→ **Exercise objective**
Quote the lines of the records below word for word, starting at the line that contains "Annotation guideline — the target class is street" and ending at the line that contains "252;144;347;280", with both of those lines included.

[Collected data]
------------------------------------------------------------

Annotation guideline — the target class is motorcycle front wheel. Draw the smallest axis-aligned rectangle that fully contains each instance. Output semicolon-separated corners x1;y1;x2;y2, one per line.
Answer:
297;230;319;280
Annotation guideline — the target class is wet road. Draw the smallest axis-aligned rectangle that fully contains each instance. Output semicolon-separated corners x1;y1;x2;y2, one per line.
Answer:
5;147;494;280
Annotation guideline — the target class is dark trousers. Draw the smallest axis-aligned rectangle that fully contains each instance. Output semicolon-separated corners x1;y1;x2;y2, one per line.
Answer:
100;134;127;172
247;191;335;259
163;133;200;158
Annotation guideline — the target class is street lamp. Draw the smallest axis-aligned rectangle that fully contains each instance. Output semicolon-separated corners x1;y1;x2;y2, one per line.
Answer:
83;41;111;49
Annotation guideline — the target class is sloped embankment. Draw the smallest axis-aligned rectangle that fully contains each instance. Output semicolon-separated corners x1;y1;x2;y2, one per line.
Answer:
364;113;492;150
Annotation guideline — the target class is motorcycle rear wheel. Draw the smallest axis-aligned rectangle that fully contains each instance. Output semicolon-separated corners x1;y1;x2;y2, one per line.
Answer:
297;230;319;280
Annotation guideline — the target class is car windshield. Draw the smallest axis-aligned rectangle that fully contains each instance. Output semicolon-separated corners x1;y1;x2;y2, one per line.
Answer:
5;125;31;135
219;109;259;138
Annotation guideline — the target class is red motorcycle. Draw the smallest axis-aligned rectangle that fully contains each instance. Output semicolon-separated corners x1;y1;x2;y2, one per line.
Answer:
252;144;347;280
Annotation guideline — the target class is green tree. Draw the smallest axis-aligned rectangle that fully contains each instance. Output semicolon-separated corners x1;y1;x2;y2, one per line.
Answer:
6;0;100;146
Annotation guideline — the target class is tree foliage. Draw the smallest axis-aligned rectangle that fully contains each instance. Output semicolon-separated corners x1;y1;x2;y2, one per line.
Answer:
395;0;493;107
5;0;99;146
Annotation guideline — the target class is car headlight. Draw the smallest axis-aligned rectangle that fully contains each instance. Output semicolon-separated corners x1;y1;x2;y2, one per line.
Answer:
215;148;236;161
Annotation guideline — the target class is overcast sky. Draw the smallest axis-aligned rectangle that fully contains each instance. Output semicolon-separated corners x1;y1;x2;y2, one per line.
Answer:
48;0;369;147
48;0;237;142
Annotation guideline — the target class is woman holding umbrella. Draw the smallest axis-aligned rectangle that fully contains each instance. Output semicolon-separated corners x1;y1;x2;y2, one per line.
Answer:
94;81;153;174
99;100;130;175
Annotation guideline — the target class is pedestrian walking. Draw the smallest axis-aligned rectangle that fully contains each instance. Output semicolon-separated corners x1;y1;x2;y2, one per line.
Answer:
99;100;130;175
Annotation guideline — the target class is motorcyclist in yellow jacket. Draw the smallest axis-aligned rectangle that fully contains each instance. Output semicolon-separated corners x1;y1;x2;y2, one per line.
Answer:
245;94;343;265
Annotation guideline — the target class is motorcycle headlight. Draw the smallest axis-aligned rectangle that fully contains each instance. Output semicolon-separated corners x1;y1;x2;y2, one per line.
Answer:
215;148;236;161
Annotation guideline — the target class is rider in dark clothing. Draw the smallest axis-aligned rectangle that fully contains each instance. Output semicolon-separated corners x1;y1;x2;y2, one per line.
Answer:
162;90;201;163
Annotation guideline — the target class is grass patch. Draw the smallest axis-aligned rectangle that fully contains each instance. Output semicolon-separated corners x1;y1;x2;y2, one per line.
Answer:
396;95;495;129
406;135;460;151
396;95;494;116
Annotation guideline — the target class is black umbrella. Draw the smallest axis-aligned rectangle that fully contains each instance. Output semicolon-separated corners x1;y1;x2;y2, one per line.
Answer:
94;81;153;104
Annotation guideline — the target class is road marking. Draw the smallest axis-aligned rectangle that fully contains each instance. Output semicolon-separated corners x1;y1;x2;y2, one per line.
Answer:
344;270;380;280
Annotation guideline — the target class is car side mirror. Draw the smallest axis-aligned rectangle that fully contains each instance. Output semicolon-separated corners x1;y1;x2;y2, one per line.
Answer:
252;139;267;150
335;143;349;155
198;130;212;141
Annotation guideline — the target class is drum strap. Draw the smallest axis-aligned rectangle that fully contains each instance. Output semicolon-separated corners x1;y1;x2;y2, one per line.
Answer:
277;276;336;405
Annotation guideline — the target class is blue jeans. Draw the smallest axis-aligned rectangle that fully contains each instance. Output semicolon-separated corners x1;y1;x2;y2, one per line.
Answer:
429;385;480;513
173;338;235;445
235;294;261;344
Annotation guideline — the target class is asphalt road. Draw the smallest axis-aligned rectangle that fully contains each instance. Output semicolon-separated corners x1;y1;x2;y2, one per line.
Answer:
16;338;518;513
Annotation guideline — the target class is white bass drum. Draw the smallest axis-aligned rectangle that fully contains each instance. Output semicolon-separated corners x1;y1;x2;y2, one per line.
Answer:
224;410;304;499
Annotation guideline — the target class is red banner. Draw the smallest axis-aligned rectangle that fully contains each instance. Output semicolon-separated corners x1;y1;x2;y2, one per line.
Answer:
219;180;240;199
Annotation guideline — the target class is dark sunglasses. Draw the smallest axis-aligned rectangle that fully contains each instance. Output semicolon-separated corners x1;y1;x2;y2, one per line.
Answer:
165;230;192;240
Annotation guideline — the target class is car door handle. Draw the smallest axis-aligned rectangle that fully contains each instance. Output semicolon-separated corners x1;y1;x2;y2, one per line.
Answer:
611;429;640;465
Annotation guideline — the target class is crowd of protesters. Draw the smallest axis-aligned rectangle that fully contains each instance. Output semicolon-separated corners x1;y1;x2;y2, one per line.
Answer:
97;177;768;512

------------------------------------------------------------

→ **Written solution**
Annotation guideline — the target class is street lamp. Draw the smallest axis-aligned rectangle that fully contains each instance. Output semicolon-separated corners x1;y1;x2;y2, one per line.
Answer:
83;41;111;49
Annotation guideline — the target class is sloped embankment. Draw the smallest axis-aligned rectangle that fully contains each instance. Output semicolon-separated corners x1;y1;x2;y2, one per line.
Answer:
364;113;492;150
Annotation guideline — the target class is motorcycle rear wheel. Draw the smallest axis-aligned rectangle that fully contains each instance. Output semicolon-separated corners x1;y1;x2;y2, one per line.
Answer:
297;230;319;280
Annotation guideline — the target class is car windshield. Draw the smallest axis-aligned rectangle that fully contains each instance. Output semicolon-separated corners x1;y1;x2;y2, one per line.
Answer:
5;125;31;135
219;109;259;138
Annotation guideline — the target class is red motorcycle. Draw the smallest axis-aligned rectangle that fully contains each instance. Output semicolon-separated corners x1;y1;x2;y2, one per line.
Answer:
252;144;347;280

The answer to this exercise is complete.